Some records
** BEGIN **
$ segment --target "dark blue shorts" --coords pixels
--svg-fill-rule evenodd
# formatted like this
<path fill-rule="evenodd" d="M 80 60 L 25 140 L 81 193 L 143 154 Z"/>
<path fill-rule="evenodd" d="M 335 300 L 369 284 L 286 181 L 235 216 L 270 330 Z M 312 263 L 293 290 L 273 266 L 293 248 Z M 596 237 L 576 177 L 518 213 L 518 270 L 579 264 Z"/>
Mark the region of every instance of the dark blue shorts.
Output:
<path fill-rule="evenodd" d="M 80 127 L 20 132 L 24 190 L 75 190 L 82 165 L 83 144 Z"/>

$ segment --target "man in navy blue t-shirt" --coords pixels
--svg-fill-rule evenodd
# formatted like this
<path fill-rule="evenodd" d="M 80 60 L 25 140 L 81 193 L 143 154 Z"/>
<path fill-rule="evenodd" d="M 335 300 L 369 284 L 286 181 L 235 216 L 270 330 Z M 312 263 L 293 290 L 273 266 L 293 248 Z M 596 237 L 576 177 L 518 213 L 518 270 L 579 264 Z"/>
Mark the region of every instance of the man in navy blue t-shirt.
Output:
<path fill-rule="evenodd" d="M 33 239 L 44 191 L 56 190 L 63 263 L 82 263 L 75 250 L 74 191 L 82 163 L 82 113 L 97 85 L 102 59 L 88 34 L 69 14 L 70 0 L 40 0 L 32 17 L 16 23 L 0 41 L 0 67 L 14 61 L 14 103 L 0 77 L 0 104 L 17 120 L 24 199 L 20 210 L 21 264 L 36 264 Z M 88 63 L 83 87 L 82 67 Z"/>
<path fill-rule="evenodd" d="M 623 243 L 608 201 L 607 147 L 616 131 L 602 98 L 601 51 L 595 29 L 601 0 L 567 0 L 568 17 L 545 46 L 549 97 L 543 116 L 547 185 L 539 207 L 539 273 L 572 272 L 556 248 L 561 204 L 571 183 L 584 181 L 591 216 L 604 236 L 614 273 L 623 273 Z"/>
** END **
PROMPT
Give all the rows above again, swapping "Mark the region of every instance" for "Outline each instance" everywhere it appears and leaving everything else unchanged.

WRITTEN SOLUTION
$ segment --target "dark blue shorts" --coords pixels
--svg-fill-rule evenodd
# formatted like this
<path fill-rule="evenodd" d="M 80 60 L 25 140 L 81 193 L 143 154 Z"/>
<path fill-rule="evenodd" d="M 335 300 L 369 284 L 286 181 L 235 216 L 270 330 Z M 312 263 L 293 290 L 273 266 L 293 248 Z M 596 237 L 576 177 L 518 213 L 518 270 L 579 264 Z"/>
Outline each instance of the dark blue shorts.
Output:
<path fill-rule="evenodd" d="M 80 127 L 20 132 L 24 190 L 75 190 L 82 165 L 83 144 Z"/>

$ segment --target "man in navy blue t-shirt" --coords pixels
--svg-fill-rule evenodd
# formatted like this
<path fill-rule="evenodd" d="M 80 60 L 25 140 L 81 193 L 143 154 Z"/>
<path fill-rule="evenodd" d="M 335 300 L 369 284 L 286 181 L 235 216 L 270 330 Z M 312 263 L 293 290 L 273 266 L 293 248 Z M 596 237 L 576 177 L 518 213 L 518 270 L 579 264 Z"/>
Outline each instance of the man in navy blue t-shirt.
Output:
<path fill-rule="evenodd" d="M 33 239 L 44 191 L 56 190 L 63 263 L 82 263 L 75 250 L 74 191 L 82 163 L 82 113 L 97 85 L 102 59 L 88 34 L 69 14 L 70 0 L 40 0 L 32 17 L 16 23 L 0 41 L 0 67 L 14 61 L 14 103 L 0 77 L 0 104 L 17 120 L 24 199 L 20 210 L 21 264 L 36 264 Z M 88 63 L 83 87 L 82 67 Z"/>
<path fill-rule="evenodd" d="M 623 243 L 608 201 L 607 147 L 616 131 L 602 98 L 601 51 L 595 29 L 601 0 L 567 0 L 568 17 L 545 46 L 549 97 L 543 116 L 547 185 L 539 207 L 539 273 L 572 272 L 556 248 L 561 204 L 571 183 L 584 181 L 591 216 L 604 236 L 614 273 L 623 273 Z"/>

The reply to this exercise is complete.